Stored records
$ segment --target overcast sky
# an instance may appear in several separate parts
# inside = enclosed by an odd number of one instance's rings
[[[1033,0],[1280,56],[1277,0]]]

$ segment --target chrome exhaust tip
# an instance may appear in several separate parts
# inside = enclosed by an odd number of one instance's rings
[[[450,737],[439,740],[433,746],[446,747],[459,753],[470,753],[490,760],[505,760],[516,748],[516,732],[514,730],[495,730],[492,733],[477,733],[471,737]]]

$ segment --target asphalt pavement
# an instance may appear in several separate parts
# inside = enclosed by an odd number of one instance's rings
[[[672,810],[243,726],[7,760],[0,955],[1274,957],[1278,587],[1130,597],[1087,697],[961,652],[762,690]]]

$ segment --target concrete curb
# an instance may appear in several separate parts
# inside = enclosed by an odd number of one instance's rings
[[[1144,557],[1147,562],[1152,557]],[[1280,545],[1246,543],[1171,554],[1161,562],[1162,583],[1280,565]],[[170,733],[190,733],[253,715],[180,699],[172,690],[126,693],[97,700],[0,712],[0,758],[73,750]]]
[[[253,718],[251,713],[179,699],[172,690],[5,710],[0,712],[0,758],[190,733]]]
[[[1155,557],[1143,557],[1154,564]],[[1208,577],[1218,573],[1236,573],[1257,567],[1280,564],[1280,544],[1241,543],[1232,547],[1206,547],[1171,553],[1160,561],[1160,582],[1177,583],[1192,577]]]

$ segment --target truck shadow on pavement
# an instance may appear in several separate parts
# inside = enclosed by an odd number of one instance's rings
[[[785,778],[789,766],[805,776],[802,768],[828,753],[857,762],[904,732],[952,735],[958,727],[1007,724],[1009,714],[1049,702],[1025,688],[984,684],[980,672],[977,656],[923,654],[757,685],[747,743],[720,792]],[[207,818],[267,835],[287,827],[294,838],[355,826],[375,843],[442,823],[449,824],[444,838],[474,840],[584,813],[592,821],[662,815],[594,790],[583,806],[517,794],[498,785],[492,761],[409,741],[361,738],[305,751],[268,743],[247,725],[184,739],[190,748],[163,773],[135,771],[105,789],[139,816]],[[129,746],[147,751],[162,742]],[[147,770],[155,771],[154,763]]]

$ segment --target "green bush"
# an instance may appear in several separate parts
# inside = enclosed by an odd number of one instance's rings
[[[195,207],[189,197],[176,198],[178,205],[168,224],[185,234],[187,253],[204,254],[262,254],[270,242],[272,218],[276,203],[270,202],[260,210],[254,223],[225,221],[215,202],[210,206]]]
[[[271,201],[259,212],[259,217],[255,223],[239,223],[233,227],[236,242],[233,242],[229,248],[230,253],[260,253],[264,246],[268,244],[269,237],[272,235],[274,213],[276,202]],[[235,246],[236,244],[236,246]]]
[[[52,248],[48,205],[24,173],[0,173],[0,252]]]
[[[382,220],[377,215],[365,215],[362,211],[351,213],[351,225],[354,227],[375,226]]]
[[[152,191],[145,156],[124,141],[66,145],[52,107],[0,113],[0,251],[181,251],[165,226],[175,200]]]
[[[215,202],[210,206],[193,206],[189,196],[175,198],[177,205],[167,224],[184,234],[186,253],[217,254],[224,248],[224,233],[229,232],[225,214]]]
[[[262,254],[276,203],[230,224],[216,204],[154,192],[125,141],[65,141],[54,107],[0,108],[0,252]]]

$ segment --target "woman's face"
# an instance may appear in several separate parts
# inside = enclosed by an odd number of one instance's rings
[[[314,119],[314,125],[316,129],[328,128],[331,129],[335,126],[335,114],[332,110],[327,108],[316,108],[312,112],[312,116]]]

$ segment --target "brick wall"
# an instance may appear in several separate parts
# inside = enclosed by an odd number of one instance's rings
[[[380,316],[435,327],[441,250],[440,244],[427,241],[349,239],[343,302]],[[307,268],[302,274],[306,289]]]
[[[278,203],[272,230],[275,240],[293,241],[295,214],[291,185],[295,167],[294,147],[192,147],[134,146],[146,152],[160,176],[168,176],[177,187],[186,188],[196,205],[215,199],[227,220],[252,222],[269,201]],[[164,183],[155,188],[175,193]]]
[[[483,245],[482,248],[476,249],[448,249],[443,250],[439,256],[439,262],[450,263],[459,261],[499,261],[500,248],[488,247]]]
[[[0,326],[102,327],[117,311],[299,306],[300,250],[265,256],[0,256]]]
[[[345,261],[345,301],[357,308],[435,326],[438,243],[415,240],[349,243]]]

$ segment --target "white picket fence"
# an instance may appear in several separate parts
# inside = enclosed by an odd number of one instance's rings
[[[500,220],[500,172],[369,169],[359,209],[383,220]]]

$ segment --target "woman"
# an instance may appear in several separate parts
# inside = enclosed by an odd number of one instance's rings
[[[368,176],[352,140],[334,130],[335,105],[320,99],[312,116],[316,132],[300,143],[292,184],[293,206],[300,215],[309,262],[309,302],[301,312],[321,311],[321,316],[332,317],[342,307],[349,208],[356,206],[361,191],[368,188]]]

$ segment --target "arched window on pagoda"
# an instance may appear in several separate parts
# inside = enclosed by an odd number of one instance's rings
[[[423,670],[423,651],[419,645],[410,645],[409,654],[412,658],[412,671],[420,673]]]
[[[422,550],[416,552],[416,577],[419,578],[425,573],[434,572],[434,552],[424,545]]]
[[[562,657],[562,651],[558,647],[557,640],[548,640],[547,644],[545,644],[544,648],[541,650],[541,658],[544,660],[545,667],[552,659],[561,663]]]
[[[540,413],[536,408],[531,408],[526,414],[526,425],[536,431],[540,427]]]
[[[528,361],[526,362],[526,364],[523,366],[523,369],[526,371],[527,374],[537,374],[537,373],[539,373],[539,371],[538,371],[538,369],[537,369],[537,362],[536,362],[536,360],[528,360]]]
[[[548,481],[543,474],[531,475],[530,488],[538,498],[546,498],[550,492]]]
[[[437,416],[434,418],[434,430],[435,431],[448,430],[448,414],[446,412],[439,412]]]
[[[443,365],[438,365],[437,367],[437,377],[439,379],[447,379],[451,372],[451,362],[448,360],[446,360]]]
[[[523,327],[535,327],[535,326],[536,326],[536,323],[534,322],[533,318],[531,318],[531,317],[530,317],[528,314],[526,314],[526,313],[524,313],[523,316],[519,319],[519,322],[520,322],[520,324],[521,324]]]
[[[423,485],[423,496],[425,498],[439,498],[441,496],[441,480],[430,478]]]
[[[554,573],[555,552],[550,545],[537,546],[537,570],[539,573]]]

> [What to work on]: Output all of the data in full, exactly as given.

> [Finished task]:
$ segment --target overcast sky
# an instance may appear in several separate parts
# inside = enclosed by an odd number of one instance's rings
[[[1033,0],[1280,56],[1277,0]]]

$ segment --target chrome exhaust tip
# an instance may appear in several separate parts
# inside = enclosed by an odd number of one instance's rings
[[[450,737],[439,740],[433,746],[446,747],[459,753],[470,753],[490,760],[505,760],[516,748],[516,732],[514,730],[495,730],[492,733],[477,733],[471,737]]]

$ segment --target asphalt pavement
# an instance may appear in several separate parts
# inside = enclosed by an odd number of one instance's rings
[[[672,810],[243,726],[7,760],[0,955],[1274,957],[1278,587],[1130,597],[1087,697],[961,652],[762,690]]]

$ segment --target concrete curb
# an instance may appear in several separate parts
# inside = enclosed by an odd number of one instance's rings
[[[1144,557],[1147,562],[1152,557]],[[1280,545],[1246,543],[1171,554],[1161,562],[1162,583],[1280,565]],[[170,733],[190,733],[253,715],[180,699],[172,690],[126,693],[97,700],[0,712],[0,758],[73,750]]]
[[[253,718],[251,713],[179,699],[172,690],[5,710],[0,712],[0,758],[190,733]]]
[[[1155,557],[1143,557],[1154,564]],[[1208,577],[1218,573],[1236,573],[1257,567],[1280,564],[1280,544],[1241,543],[1232,547],[1206,547],[1171,553],[1160,561],[1160,582],[1177,583],[1192,577]]]

$ segment --target truck shadow on pavement
# an instance may appear in several separate parts
# inside = enclosed by an odd number of one instance's rings
[[[785,778],[789,766],[805,776],[802,768],[828,753],[857,762],[904,732],[952,735],[958,727],[1007,724],[1009,714],[1049,702],[1025,688],[984,684],[980,672],[977,656],[923,654],[757,685],[747,743],[720,792]],[[207,818],[267,835],[287,827],[294,838],[355,826],[375,843],[442,823],[449,824],[444,838],[474,840],[584,813],[592,821],[662,815],[594,790],[583,806],[517,794],[498,785],[492,761],[409,741],[361,738],[305,751],[268,743],[247,725],[184,739],[190,748],[163,773],[135,771],[105,789],[139,816]],[[129,746],[147,751],[162,742]],[[147,770],[155,771],[154,763]]]

$ segment --target "green bush"
# an instance may appear in several separate parts
# inside = enclosed by an odd number of one instance's rings
[[[195,207],[189,197],[176,198],[178,205],[168,224],[185,234],[187,253],[204,254],[262,254],[270,242],[272,218],[276,203],[270,202],[260,210],[254,223],[225,221],[215,202],[210,206]]]
[[[271,201],[259,212],[259,217],[255,223],[239,223],[233,227],[236,242],[233,242],[229,248],[230,253],[260,253],[264,246],[268,244],[269,237],[272,235],[274,213],[276,202]],[[235,246],[236,244],[236,246]]]
[[[52,248],[48,205],[24,173],[0,173],[0,252]]]
[[[382,220],[377,215],[365,215],[362,211],[351,213],[351,225],[354,227],[375,226]]]
[[[152,191],[145,156],[124,141],[66,145],[52,107],[0,113],[0,251],[181,251],[165,226],[175,200]]]
[[[215,202],[210,206],[193,206],[189,196],[175,198],[177,205],[167,224],[184,234],[186,253],[217,254],[224,248],[224,233],[229,232],[225,214]]]
[[[262,254],[276,203],[230,224],[216,204],[154,192],[125,141],[65,141],[54,107],[0,108],[0,252]]]

$ segment --target "woman's face"
# an instance may appear in several separate parts
# inside = enclosed by an odd number of one instance's rings
[[[314,119],[314,125],[316,129],[328,128],[331,129],[335,126],[335,114],[332,110],[327,108],[316,108],[312,112],[312,116]]]

$ segment --target "brick wall"
# an instance may appear in several separate parts
# inside = enclosed by an odd number of one instance's rings
[[[380,316],[435,327],[441,250],[440,244],[427,241],[349,239],[343,302]],[[307,268],[302,274],[306,289]]]
[[[278,203],[272,230],[275,240],[293,241],[295,214],[291,185],[295,167],[294,147],[192,147],[134,146],[146,152],[160,176],[168,176],[177,187],[186,188],[196,205],[215,199],[227,220],[252,222],[269,201]],[[164,183],[155,188],[175,193]]]
[[[483,245],[482,248],[476,249],[448,249],[443,250],[439,256],[439,262],[450,263],[459,261],[499,261],[500,248],[488,247]]]
[[[0,326],[102,327],[117,311],[299,306],[300,250],[265,256],[0,256]]]
[[[345,261],[345,301],[357,308],[435,326],[438,243],[415,240],[349,243]]]

$ segment --target "white picket fence"
# an instance may appear in several separate parts
# inside = enclosed by an odd number of one instance's rings
[[[500,220],[500,172],[369,169],[359,209],[383,220]]]

$ segment --target "woman"
# an instance may appear in several separate parts
# inside = enclosed by an odd number of one instance's rings
[[[368,176],[352,140],[334,130],[335,105],[320,99],[312,116],[316,132],[300,143],[292,184],[293,206],[300,215],[309,262],[309,302],[301,312],[321,311],[321,316],[332,317],[342,307],[349,208],[356,206],[361,191],[368,188]]]

$ segment --target "arched window on pagoda"
# an instance may appear in several separate parts
# inside = enclosed by an odd number of one instance's rings
[[[423,670],[423,651],[419,645],[410,645],[409,654],[412,658],[412,671],[420,673]]]
[[[422,550],[416,552],[416,577],[419,578],[425,573],[434,572],[434,552],[424,545]]]
[[[562,657],[562,651],[558,647],[557,640],[548,640],[547,644],[545,644],[544,648],[541,650],[541,658],[544,660],[545,667],[552,659],[561,663]]]
[[[540,413],[536,408],[531,408],[526,414],[526,425],[536,431],[540,427]]]
[[[528,361],[526,362],[526,364],[523,366],[523,369],[526,371],[527,374],[537,374],[537,373],[539,373],[539,371],[538,371],[538,369],[537,369],[537,362],[536,362],[536,360],[528,360]]]
[[[548,481],[543,474],[531,475],[530,488],[538,498],[546,498],[550,492]]]
[[[437,416],[434,418],[434,430],[435,431],[448,430],[448,414],[446,412],[439,412]]]
[[[443,365],[438,365],[437,367],[437,377],[439,379],[447,379],[451,372],[451,362],[448,360],[446,360]]]
[[[523,327],[535,327],[535,326],[536,326],[536,323],[534,322],[533,318],[531,318],[531,317],[530,317],[528,314],[526,314],[526,313],[524,313],[523,316],[519,319],[519,322],[520,322],[520,324],[521,324]]]
[[[423,485],[423,496],[425,498],[439,498],[441,496],[441,480],[430,478]]]
[[[554,573],[555,552],[550,545],[537,546],[537,570],[539,573]]]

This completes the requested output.